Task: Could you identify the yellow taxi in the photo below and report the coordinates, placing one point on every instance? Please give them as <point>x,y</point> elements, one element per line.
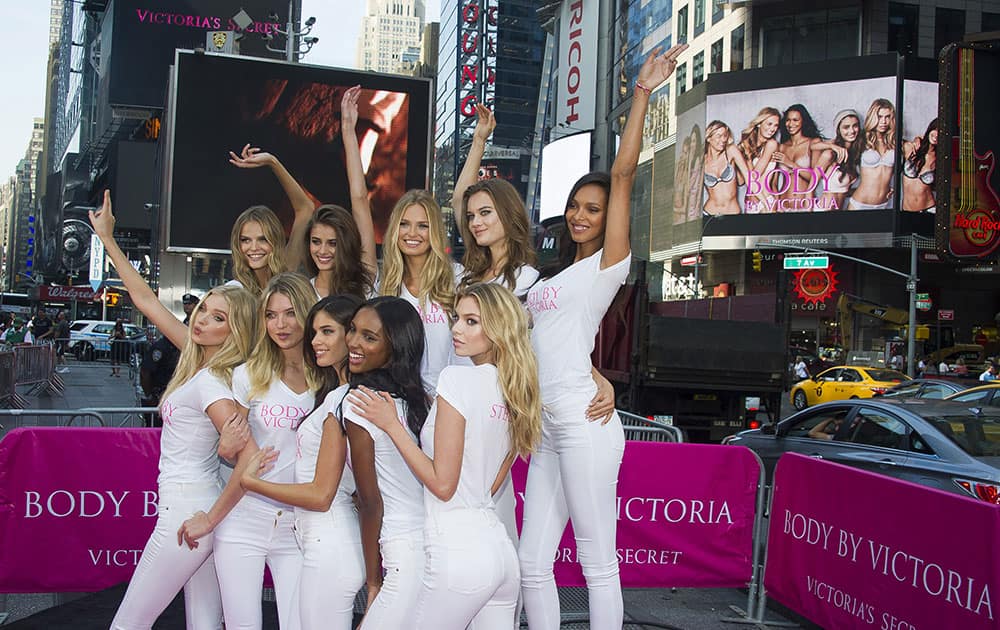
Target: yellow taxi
<point>842,382</point>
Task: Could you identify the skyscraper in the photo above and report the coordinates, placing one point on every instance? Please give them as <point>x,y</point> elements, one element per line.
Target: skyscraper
<point>388,30</point>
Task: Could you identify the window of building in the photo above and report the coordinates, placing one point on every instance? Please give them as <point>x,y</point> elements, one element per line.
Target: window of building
<point>903,22</point>
<point>682,25</point>
<point>990,23</point>
<point>949,26</point>
<point>810,36</point>
<point>736,46</point>
<point>716,59</point>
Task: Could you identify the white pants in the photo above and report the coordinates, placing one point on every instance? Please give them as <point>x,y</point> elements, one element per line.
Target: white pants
<point>254,533</point>
<point>333,568</point>
<point>471,577</point>
<point>403,561</point>
<point>573,475</point>
<point>165,567</point>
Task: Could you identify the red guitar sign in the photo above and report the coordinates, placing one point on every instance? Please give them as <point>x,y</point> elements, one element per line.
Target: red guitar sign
<point>974,231</point>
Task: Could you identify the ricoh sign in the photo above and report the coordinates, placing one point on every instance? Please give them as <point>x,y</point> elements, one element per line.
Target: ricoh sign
<point>577,86</point>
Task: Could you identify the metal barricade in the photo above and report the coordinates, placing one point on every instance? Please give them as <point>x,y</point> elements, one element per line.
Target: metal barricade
<point>645,430</point>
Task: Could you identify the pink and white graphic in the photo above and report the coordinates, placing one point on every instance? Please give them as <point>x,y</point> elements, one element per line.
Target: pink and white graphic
<point>76,506</point>
<point>685,517</point>
<point>852,549</point>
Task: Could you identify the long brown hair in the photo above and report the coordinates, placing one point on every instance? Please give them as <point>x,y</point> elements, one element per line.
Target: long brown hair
<point>514,218</point>
<point>349,274</point>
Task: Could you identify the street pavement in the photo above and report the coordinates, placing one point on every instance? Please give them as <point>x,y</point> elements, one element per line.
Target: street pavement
<point>90,385</point>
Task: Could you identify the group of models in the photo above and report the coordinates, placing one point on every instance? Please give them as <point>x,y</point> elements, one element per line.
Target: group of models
<point>365,440</point>
<point>781,163</point>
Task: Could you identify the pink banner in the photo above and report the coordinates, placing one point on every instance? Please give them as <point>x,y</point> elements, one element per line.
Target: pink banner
<point>685,516</point>
<point>76,506</point>
<point>853,549</point>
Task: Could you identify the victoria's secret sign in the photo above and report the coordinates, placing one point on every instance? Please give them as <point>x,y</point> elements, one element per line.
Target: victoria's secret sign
<point>206,22</point>
<point>477,56</point>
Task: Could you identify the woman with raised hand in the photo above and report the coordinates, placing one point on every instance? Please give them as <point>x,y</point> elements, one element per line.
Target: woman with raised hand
<point>326,522</point>
<point>341,244</point>
<point>484,415</point>
<point>574,473</point>
<point>385,343</point>
<point>195,407</point>
<point>276,389</point>
<point>303,204</point>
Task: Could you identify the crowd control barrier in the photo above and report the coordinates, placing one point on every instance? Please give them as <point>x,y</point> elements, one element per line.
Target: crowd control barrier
<point>852,549</point>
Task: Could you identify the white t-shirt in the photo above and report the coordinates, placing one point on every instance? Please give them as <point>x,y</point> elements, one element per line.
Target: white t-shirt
<point>189,440</point>
<point>310,434</point>
<point>402,493</point>
<point>274,418</point>
<point>567,311</point>
<point>475,393</point>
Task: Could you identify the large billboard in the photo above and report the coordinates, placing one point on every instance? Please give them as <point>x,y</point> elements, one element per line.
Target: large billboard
<point>821,154</point>
<point>220,103</point>
<point>138,39</point>
<point>968,227</point>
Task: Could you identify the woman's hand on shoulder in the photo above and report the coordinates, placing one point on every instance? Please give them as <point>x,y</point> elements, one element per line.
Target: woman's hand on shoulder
<point>375,407</point>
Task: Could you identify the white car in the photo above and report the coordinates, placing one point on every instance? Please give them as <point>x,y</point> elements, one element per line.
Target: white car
<point>88,338</point>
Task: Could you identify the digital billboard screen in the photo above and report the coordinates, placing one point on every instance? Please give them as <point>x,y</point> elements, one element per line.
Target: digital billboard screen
<point>221,102</point>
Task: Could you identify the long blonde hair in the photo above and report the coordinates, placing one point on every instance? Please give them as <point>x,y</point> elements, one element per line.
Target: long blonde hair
<point>871,125</point>
<point>751,143</point>
<point>514,218</point>
<point>275,235</point>
<point>266,362</point>
<point>234,350</point>
<point>506,324</point>
<point>437,278</point>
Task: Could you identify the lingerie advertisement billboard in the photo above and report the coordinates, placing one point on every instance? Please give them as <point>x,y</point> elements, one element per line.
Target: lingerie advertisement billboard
<point>220,103</point>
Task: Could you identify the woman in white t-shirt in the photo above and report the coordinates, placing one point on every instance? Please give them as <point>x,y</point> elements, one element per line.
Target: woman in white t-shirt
<point>341,244</point>
<point>574,474</point>
<point>484,416</point>
<point>385,343</point>
<point>195,407</point>
<point>275,388</point>
<point>325,519</point>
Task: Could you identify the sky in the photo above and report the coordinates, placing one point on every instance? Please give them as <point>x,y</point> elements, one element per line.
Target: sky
<point>22,75</point>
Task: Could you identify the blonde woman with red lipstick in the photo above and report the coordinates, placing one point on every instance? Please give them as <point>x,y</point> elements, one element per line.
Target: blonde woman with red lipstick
<point>276,389</point>
<point>195,407</point>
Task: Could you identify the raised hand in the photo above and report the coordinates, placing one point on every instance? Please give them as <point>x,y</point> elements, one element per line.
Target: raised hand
<point>103,220</point>
<point>251,157</point>
<point>658,67</point>
<point>486,122</point>
<point>349,108</point>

+++

REQUIREMENT. In the material above, locate the line containing "Target: skyscraper" and the line containing "Task: Could you identify the white pants". Transcribe exactly those two lines and every line between them, and nothing more.

RESPONSE.
Target: skyscraper
<point>388,30</point>
Task: Could you identify the window of building in the photo above and report the coordinates, placing one point on every instance? Please give them as <point>x,y</point> elements, one element per line.
Target: window of building
<point>903,22</point>
<point>682,25</point>
<point>990,23</point>
<point>949,26</point>
<point>810,36</point>
<point>736,46</point>
<point>716,59</point>
Task: Could you identify the white pants in the photo above and report the coordinates, placing one point on every instance? Please give them as <point>x,y</point> elements, one element per line.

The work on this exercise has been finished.